I think the line that it fails on is

true = lists:keymember(cert, 1, Opts)
                orelse lists:keymember(certfile, 1, Opts),

So it looks like it's failing because you don't have cert or certfile config defined

Stono commented

@xek Yeah i figured that, added the certs, server boots, but now i'm back where I am before, and it requires me to manually stop and start the rabbitmq app for it to work (initial boot fails)

xek commented

So it still fails on the missing certificate config the first time it boots, and the second time it works?

Stono commented

Nooo, certificate issue is fixed.
See this log.

$ ki logs --follow rabbitmq-1483846031-jutq2
Using default rabbitmq configuration as no config found in /storage/rabbitmq.config
Using default rabbitmq definitions as no config found in /storage/rabbitmq_definitions.json
Generating certificates for TLS
NOTE: This is totally a hack, to get 5671 listening
which in turn fixes https://github.com/aweber/rabbitmq-autocluster/issues/92
Doing CA
Generating a 2048 bit RSA private key
............................................+++
......+++
writing new private key to './private/cakey.pem'
-----
Doing Server
Generating RSA private key, 2048 bit long modulus
...........................+++
.....................+++
e is 65537 (0x10001)

→ **RECORD SET**

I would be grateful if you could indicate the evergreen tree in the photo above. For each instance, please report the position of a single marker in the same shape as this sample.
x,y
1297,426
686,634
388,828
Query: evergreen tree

→ **CHALLENGES**
**1)** List every file path that appears in the RabbitMQ thread excerpt.
**2)** Carry on the RabbitMQ thread excerpt from its last line.

→ **ANSWERS**
**1)**
/storage/rabbitmq.config
/storage/rabbitmq_definitions.json
./private/cakey.pem

**2)**
Using configuration from openssl.cnf
Check that the request matches the signature
Signature ok
The Subject's Distinguished Name is as follows
commonName            :ASN.1 12:'rabbitmq-1483846031-jutq2'
organizationName      :ASN.1 12:'server'
Certificate is to be certified until Sep  7 13:11:30 2017 GMT (365 days)

Write out database with 1 new entries
Data Base Updated
Preboot complete, starting rabbitmq...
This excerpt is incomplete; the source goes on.